> INSTRUCTIONS TO FOLLOW: Copy out the part of the records that opens with the line containing "the green door" and closes with the line containing "x=590, y=177", changing nothing except the answer coordinates. Multiply each x and y coordinate in the answers by 2.35 and round to the nearest whole number, with halves rounded up.

Photo object pointing records:
════════════════

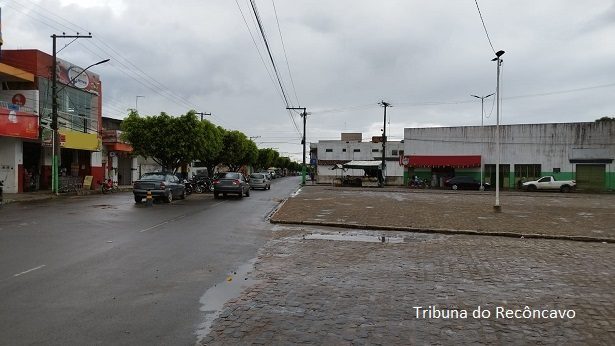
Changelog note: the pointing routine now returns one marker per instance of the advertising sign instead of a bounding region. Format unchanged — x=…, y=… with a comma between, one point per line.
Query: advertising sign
x=75, y=76
x=14, y=123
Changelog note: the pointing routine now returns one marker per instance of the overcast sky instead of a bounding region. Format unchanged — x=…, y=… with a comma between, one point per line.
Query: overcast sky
x=424, y=57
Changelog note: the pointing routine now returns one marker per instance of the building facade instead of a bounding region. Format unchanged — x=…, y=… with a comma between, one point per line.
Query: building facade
x=79, y=121
x=579, y=151
x=329, y=153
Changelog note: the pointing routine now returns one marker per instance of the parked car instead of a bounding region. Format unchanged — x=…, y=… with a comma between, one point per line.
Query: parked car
x=550, y=183
x=464, y=183
x=165, y=186
x=231, y=182
x=260, y=181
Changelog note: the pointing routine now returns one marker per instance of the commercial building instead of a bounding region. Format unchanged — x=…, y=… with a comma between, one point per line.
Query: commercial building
x=29, y=152
x=330, y=154
x=580, y=151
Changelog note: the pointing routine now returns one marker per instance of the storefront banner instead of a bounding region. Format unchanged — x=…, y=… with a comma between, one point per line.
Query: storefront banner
x=75, y=76
x=79, y=140
x=14, y=123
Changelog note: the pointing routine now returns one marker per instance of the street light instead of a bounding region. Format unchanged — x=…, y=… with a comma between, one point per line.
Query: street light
x=482, y=116
x=497, y=206
x=56, y=150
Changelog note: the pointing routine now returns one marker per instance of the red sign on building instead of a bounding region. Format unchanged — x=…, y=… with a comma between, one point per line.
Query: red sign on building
x=18, y=124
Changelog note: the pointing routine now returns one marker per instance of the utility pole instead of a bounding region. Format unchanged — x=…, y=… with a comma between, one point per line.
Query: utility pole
x=202, y=114
x=381, y=178
x=303, y=115
x=55, y=184
x=497, y=207
x=482, y=116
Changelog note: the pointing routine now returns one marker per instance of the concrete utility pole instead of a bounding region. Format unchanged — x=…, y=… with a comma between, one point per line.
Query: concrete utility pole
x=55, y=184
x=384, y=141
x=303, y=115
x=202, y=114
x=482, y=116
x=497, y=207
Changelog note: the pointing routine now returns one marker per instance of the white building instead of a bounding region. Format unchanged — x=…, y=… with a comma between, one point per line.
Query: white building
x=580, y=151
x=351, y=147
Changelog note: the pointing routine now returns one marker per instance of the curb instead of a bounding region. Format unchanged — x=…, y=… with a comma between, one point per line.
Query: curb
x=448, y=231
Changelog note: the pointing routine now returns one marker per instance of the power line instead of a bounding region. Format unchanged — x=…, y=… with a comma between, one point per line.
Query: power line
x=485, y=27
x=292, y=82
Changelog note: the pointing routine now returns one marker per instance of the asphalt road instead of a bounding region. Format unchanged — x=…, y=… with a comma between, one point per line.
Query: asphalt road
x=102, y=270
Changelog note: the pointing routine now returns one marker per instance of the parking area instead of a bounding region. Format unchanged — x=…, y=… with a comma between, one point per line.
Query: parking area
x=567, y=215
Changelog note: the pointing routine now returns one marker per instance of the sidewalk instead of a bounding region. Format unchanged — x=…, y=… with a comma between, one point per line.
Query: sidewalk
x=330, y=286
x=573, y=216
x=42, y=195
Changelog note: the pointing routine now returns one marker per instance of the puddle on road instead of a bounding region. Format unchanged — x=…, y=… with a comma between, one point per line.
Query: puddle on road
x=214, y=298
x=354, y=237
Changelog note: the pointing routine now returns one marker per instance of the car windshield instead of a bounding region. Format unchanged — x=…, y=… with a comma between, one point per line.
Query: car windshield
x=153, y=176
x=228, y=175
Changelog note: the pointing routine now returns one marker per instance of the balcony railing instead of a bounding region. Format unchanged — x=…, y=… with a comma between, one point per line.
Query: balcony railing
x=72, y=121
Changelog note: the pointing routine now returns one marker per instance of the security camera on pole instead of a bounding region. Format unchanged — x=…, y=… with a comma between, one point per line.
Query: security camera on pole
x=497, y=207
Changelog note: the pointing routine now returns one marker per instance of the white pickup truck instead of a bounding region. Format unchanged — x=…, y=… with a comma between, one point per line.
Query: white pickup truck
x=549, y=183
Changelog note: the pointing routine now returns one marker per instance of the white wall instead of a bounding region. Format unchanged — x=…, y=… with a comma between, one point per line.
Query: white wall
x=11, y=156
x=550, y=145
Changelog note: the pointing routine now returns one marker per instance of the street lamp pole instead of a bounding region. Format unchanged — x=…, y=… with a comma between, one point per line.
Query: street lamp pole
x=303, y=115
x=482, y=116
x=498, y=60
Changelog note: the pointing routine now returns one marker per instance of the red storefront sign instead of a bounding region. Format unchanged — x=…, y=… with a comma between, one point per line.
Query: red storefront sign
x=18, y=124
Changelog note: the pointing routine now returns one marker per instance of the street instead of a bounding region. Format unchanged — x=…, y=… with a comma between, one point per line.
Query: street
x=102, y=270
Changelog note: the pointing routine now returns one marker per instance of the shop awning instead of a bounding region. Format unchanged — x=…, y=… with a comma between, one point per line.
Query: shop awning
x=363, y=164
x=453, y=161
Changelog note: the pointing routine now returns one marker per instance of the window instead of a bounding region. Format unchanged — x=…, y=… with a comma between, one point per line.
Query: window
x=527, y=171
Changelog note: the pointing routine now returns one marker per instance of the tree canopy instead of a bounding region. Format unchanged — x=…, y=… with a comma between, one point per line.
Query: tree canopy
x=175, y=141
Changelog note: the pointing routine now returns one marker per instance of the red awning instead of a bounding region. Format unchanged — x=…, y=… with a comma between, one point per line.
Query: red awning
x=462, y=161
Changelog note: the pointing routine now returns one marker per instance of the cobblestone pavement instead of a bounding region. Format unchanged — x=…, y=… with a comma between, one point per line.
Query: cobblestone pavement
x=546, y=214
x=337, y=292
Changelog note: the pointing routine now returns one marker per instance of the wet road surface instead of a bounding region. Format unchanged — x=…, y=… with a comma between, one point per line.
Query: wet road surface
x=100, y=269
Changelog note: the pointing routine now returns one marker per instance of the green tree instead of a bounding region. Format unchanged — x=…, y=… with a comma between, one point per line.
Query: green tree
x=235, y=144
x=169, y=141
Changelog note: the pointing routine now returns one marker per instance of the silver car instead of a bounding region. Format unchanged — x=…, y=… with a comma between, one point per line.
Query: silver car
x=259, y=181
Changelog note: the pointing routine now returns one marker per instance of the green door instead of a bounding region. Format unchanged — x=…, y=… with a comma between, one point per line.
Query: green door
x=590, y=177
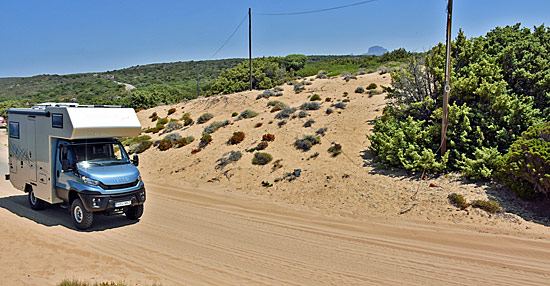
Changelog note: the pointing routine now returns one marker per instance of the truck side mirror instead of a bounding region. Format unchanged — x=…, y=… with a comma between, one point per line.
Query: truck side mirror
x=66, y=167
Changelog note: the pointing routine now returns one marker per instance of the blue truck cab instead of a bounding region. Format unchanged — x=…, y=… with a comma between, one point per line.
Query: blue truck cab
x=69, y=154
x=101, y=175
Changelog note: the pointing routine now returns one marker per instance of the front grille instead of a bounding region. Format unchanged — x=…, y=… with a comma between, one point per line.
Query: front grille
x=119, y=186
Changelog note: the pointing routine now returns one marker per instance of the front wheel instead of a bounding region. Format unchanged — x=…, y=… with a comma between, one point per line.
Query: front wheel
x=36, y=203
x=82, y=218
x=134, y=212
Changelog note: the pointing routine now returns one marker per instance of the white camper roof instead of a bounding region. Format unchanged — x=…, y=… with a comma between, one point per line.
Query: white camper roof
x=86, y=121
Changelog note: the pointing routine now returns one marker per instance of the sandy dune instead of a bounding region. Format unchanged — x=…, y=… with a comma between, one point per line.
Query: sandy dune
x=197, y=230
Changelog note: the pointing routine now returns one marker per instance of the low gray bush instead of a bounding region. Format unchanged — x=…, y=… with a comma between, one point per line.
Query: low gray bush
x=312, y=105
x=285, y=113
x=227, y=158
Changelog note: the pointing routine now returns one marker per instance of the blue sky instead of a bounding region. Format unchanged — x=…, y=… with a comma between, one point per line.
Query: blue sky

════════════════

> TASK RESULT:
Changelog note: the pointing routine now returns one marker per instance of the green door instead of a bounding region. Format unchanged — x=…, y=… with a comma between, one point per line.
Query: green door
x=1387, y=416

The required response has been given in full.